▶ **AIM**
Repeat the data verbatim.

(Coordinate annotation entries)
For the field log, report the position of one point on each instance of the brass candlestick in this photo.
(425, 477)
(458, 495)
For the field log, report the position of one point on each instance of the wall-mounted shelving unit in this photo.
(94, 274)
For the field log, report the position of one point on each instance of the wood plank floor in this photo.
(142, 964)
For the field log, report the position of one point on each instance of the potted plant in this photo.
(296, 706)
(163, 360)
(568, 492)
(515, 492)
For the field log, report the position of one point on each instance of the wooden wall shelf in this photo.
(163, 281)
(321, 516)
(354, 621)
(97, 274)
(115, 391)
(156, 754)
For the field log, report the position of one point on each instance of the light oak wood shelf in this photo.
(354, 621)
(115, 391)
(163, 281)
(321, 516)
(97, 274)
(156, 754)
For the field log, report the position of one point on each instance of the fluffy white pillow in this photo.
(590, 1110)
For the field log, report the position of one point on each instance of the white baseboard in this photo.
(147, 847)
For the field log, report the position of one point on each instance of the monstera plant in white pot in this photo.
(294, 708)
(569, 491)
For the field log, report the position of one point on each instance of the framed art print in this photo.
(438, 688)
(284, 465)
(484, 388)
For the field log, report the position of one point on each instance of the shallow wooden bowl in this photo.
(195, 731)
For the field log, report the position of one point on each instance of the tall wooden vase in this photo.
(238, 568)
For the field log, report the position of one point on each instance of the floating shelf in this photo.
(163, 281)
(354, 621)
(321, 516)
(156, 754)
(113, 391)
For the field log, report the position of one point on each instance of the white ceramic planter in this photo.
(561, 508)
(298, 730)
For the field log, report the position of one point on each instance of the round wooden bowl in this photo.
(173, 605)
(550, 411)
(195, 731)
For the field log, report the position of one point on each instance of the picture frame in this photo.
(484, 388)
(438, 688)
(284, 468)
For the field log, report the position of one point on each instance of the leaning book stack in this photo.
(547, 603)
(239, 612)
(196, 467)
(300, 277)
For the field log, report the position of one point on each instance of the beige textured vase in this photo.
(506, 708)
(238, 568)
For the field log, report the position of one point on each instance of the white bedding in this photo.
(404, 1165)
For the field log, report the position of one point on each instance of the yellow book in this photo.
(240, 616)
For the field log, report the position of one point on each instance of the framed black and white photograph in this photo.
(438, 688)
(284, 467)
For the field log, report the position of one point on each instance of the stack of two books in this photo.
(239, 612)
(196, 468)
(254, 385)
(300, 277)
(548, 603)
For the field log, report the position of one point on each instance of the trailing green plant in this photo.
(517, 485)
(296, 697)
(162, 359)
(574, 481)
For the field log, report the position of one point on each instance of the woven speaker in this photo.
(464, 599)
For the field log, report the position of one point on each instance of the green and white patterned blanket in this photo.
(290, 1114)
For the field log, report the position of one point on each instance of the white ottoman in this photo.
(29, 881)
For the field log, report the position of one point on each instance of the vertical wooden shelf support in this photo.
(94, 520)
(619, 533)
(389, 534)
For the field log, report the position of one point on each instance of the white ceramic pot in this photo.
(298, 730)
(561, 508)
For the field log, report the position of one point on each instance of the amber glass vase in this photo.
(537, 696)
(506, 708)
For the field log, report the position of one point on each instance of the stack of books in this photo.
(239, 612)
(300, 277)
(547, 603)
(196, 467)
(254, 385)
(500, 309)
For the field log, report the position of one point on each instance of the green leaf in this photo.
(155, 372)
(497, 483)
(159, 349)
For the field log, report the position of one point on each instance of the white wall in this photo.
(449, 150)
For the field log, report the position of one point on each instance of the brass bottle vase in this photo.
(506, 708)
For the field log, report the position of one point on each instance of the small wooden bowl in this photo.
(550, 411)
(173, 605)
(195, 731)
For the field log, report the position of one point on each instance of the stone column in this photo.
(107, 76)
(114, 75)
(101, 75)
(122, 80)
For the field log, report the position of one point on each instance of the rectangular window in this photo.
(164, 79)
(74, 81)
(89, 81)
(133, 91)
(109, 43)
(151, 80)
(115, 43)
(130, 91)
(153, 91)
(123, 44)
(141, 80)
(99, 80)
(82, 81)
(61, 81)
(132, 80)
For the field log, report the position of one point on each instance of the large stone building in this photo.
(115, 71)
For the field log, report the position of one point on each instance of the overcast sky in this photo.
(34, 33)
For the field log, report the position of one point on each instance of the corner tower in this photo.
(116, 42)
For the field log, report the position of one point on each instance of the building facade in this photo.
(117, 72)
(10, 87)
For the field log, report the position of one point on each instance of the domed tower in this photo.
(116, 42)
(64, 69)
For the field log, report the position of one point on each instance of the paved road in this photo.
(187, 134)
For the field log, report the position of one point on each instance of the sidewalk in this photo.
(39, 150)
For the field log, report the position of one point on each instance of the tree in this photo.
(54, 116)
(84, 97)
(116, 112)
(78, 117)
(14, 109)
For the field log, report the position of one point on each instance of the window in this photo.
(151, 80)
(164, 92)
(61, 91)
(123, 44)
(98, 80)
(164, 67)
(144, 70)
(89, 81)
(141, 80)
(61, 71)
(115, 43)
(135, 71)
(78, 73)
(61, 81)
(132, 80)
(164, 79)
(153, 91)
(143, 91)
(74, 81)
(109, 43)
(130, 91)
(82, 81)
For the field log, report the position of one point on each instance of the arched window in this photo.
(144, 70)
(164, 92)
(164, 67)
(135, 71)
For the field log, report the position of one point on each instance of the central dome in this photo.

▶ **RESPONSE TO THE TASK**
For the field log, report the position of one point on each instance of the brass candlestick in this photo.
(425, 477)
(458, 495)
For the field log, report the position of one point on each instance of the wall-mounted shelving unit in this photo.
(94, 274)
For the field log, report the position of one point on each instance of the wood plank floor in this photo.
(142, 964)
For the field log, report the position of one point on each instance of the potted plant in this photo.
(296, 706)
(163, 360)
(568, 492)
(515, 492)
For the field log, report the position of one point on each instance of the wooden wall shelf in this photo.
(163, 281)
(321, 516)
(354, 621)
(97, 274)
(115, 391)
(156, 754)
For the field log, report the position of one point on each instance of the light oak wood shelf in this photo.
(354, 621)
(115, 391)
(163, 281)
(321, 516)
(97, 274)
(156, 754)
For the field log, report the position of one point on each instance of the fluffy white pillow in this photo.
(590, 1110)
For the field log, report the position of one point on each instance of the white baseboard in this photo.
(147, 847)
For the field log, report the position of one point on each instance of the monstera plant in white pot in this photo.
(294, 708)
(569, 491)
For the field log, report the position of one point on each instance of the framed art print in this photo.
(438, 688)
(284, 465)
(484, 388)
For the field log, report the position of one point on each instance of the shallow wooden bowl in this photo.
(195, 731)
For the field log, report the position of one point on each instance of the tall wooden vase in this photo.
(238, 568)
For the field log, report the position of one point on each instance of the floating shelf in this photo.
(163, 281)
(354, 621)
(321, 516)
(156, 754)
(113, 391)
For the field log, report the position of one point on each instance of the white ceramic planter in this photo.
(561, 508)
(298, 730)
For the field log, report the position of one point on each instance of the round wooden bowl in this photo.
(173, 605)
(550, 411)
(195, 731)
For the field log, report the position of one point on each instance of the picture frame in this photo.
(484, 388)
(438, 688)
(284, 468)
For the field log, report the position of one point on each instance of the leaning book stack in this photo.
(547, 603)
(239, 612)
(196, 467)
(300, 277)
For the field log, report the position of one point on each instance of the beige textured vase in this photo.
(506, 708)
(238, 568)
For the field log, report the position of one point on each instance of the white bedding in this photo.
(404, 1165)
For the field log, report the position of one point on each instance of the yellow book in this photo.
(240, 616)
For the field log, report the position of one point on each instance of the framed black and white photograph in this photo.
(438, 688)
(284, 467)
For the field log, report the position of one point on each instance of the stack of two books in this photo.
(239, 612)
(196, 468)
(254, 385)
(300, 277)
(548, 603)
For the field log, report the position of one point on each instance of the trailing green plant in this photo.
(517, 485)
(296, 697)
(162, 359)
(574, 481)
For the field log, report the position of one point on each instance of the woven speaker in this photo.
(464, 599)
For the field log, report the position of one point on each instance of the green and white patterned blanket in this photo.
(290, 1114)
For the field log, report the position of one point on each instance of the white ottoman in this photo.
(29, 881)
For the field log, report the position of one point on each instance of the vertical wooden shelf support in this photo.
(94, 520)
(619, 533)
(389, 534)
For the field log, report the position of one point on each instance of the white ceramic pot in this photo.
(298, 730)
(561, 508)
For the field log, report the position of one point on each instance of the amber glass vase in this photo.
(537, 696)
(506, 708)
For the field log, report the position of one point on each instance of the stack of books in this photo.
(239, 612)
(300, 277)
(547, 603)
(196, 467)
(254, 385)
(500, 309)
For the field log, report the position of one point on each instance of the green leaf in this photo.
(155, 372)
(497, 483)
(159, 349)
For the field log, report the position of one point on each instance of the white wall in this photo.
(449, 150)
For the field log, report the position of one point on each instance of the brass bottle vase in this photo.
(506, 708)
For the field log, report the position of one point on each instance of the small wooden bowl in this photo.
(550, 411)
(173, 605)
(195, 731)
For the field log, report the position of one point on each instance of the stone column in this photo.
(107, 76)
(114, 75)
(101, 75)
(122, 80)
For the field log, report the position of one point on each instance of the rectangular window in this photo.
(164, 79)
(74, 81)
(89, 81)
(133, 91)
(109, 43)
(151, 80)
(115, 43)
(130, 91)
(153, 91)
(123, 44)
(141, 80)
(99, 80)
(82, 81)
(61, 81)
(132, 80)
For the field log, report the position of one point on each instance of the large stone building in this photo.
(115, 71)
For the field log, report the position of one point on each instance of the overcast sky in this photo.
(34, 33)
For the field log, report the position of one point on each instance of the corner tower in this photo.
(116, 42)
For the field log, report the position of one point on each instance of the building facade in this photo.
(117, 72)
(10, 87)
For the field log, report the position of one point on each instance of the domed tower in this photo.
(116, 42)
(64, 69)
For the field log, report the position of one point on each instance of the paved road in this photo.
(187, 134)
For the field log, report the position of one point on each instance of the sidewalk in this photo.
(39, 150)
For the field log, report the position of one point on each instance of the tree in this photo.
(54, 116)
(84, 97)
(116, 112)
(78, 117)
(14, 109)
For the field log, report the position of one point on each instance of the window in this photo.
(151, 80)
(164, 92)
(61, 91)
(123, 44)
(98, 80)
(164, 67)
(144, 70)
(89, 81)
(141, 80)
(61, 71)
(115, 43)
(135, 71)
(78, 73)
(61, 81)
(132, 80)
(164, 79)
(153, 91)
(143, 91)
(74, 81)
(109, 43)
(130, 91)
(82, 81)
For the field log, report the position of one point on each instance of the arched window in this photo.
(144, 70)
(164, 92)
(164, 67)
(135, 71)
For the field log, report the position of one point on each instance of the central dome in this photo.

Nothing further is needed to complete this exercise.